* **Article**
┄┄┄┄┄┄┄┄┄┄┄┄┄┄┄┄┄┄┄┄
Will that sway my opinion of the new retooled and updated big
screen adaptation of POWER RANGERS? Maybe.
I pride myself on being a reasonable and open minded chap and
filmgoer that's willing to give any property a fighting chance.
Going into POWER RANGERS from a largely outsider perspective places
me, I think, in an advantageous position (as a non fan of the TV series,
I obviously bring no baggage in with me).
On a positive, this retrofitted POWER RANGERS is a shockingly well developed super hero origin film that places a significant amount of its
running time on developing its core protagonists as fleshed out human
beings. That's refreshing.
Negatively, though, POWER RANGERS wages a war within itself on a
level of tone: It wants to be a revitalizingly gritty and dramatically
textured re-imagining of this cherished children's program while fully
embracing its beyond absurd and frankly silly mythology.
POWER RANGERS wants to have its cake and eat it too.
Still, I liked
the atypical amount of depth that's afforded to this film's teen
characters...an awful lot more than I was expecting.
In the small town of Angel Grove resides a fallen from grace high
school football star, Jason (Darce Montgomery), who has become a black
sheep in his family due to his troublemaking ways.
He's sent to weekly detention, where he meets Billy (RJ Cyler), the
school's resident brainiac that always gets mercilessly teased.
┄┄┄┄┄┄┄┄┄┄┄┄┄┄┄┄┄┄┄┄
* **Data section**
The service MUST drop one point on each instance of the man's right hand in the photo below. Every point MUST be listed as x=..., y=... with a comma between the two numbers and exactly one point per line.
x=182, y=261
┄┄┄┄┄┄┄┄┄┄┄┄┄┄┄┄┄┄┄┄
* **Exercise prompt**
Please pick up the Power Rangers review from where it stops and keep it going. The lines above have no part in this.

* **Result**
The pair become quick friends and during a trip to a local mine
they meet up with a group of other fellow outcasts: Zack (Ludi Lin), a
wild child that has a dying mother at home that he cares for: Kimberley
(Naomi Scott), an ex-cheerleader that finds herself in the social doghouse
with her former Bffs; and Trini (Becky G), a young closeted lesbian
struggling to gain acceptance. The misfit group miraculously discovers a buried alien ship
that... ...do you see
where this is going? In the star
trekking vessel lurks the entity known as Zordon (Bryan Cranston), an
ex-alien Power Ranger that once protected prehistoric Earth from the
nefarious clutches of Rita Repulsa (Elizabeth Banks), a former good ranger
than turned on her kind. Millions
of years ago Zordon defeated Rita by ordering a meteor strike on Earth, which
apparently wiped out the dinosaurs, not to mention himself and Rita.
Conveniently, Zordon hid the all-powerful "Power Coins"
(the source of ranger power) as well as the "Zero Crystal",
which can't fall into the wrong hands.
Equally convenient is that Zordon had his essence stored in his
ship's computer, thanks to his loyal sidekick robot Alpha 5 (voiced by
Bill Hader). In the present,
Zordon hopes to recruit the teens (that managed to find the Power Coins)
and train them to battle the unavoidable return of Rita.
Predictable complications ensue.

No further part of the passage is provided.